» **Bacaan yang Diberikan**:
★ ★ ★ ★ ★

Fungsi ekonomi dari negara dan berbagai kasus dimana negara berhak melakukan intervensi terhadap hak individual untuk mendapatkan manfaat yang lebih besar.[31]
Sama halnya dengan pernyataan yang sebelumnya, bahwa kebijakan pemerintah dalam regulasi harga dilakukan dalam rangka mensejahterakan masyarakat. Pemerintah berhak menetapkan harga demi keseimbangan harga pasar. Tujuan yang lebih jelas sebagaimana dikatakan Ibnu Taimiyah agar tidak terjadinya monopoli dari pihak tertantu dalam penetapan harga, sehingga masyarakat kecil dapat melakukan kegiatan mikro ekonominya dengan lancar.

★ ★ ★ ★ ★

» **Data Tercatat**:
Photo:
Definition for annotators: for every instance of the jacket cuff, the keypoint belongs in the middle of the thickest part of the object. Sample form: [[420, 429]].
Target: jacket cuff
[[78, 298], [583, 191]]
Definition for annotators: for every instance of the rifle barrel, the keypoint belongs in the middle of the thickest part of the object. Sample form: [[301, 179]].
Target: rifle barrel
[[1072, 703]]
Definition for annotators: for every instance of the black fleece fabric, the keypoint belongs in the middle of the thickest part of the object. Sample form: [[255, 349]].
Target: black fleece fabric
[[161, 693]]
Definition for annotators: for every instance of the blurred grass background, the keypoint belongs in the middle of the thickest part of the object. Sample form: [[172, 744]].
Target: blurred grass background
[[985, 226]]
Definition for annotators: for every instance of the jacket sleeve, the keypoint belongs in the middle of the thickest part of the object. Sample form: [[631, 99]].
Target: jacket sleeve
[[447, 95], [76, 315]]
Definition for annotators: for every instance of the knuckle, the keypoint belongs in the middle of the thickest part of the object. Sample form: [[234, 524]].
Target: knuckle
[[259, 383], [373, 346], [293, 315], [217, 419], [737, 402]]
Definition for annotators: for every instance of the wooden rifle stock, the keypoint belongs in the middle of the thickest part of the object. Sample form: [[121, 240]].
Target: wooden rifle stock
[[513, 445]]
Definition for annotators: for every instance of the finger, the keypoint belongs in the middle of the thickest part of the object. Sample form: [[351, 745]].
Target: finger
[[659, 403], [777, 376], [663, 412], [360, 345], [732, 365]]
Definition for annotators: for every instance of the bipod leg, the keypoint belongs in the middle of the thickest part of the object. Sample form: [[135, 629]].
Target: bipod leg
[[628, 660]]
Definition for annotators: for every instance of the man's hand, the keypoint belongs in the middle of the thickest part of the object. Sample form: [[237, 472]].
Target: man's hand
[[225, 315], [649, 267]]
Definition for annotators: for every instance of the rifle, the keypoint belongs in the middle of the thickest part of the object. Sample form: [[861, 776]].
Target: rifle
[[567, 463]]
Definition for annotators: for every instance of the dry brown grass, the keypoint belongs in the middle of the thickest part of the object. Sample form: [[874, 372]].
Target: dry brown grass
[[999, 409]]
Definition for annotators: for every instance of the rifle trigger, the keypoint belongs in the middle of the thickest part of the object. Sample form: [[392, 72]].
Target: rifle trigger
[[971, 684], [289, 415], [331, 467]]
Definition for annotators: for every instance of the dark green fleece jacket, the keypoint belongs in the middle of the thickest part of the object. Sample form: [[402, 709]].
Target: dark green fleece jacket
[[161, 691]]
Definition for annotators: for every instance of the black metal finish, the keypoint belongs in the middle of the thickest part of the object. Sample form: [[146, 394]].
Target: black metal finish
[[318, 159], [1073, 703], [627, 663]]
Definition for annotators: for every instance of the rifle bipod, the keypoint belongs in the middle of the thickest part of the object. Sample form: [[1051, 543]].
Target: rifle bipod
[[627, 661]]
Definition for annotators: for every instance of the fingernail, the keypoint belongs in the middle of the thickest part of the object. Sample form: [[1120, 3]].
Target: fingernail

★ ★ ★ ★ ★

» **Daftar Tugas**:
a. Tuliskan kembali bagian bacaan tentang regulasi harga oleh pemerintah persis seperti aslinya, mulai dari "Fungsi ekonomi dari" dan berakhir pada "ekonominya dengan lancar.".
b. Sebutkan jumlah baris dalam daftar di atas yang memuat kata "hand". Tuliskan angkanya saja.

» **Penyelesaian Soal**:
a.
Fungsi ekonomi dari negara dan berbagai kasus dimana negara berhak melakukan intervensi terhadap hak individual untuk mendapatkan manfaat yang lebih besar.[31]
Sama halnya dengan pernyataan yang sebelumnya, bahwa kebijakan pemerintah dalam regulasi harga dilakukan dalam rangka mensejahterakan masyarakat. Pemerintah berhak menetapkan harga demi keseimbangan harga pasar. Tujuan yang lebih jelas sebagaimana dikatakan Ibnu Taimiyah agar tidak terjadinya monopoli dari pihak tertantu dalam penetapan harga, sehingga masyarakat kecil dapat melakukan kegiatan mikro ekonominya dengan lancar.

b. 2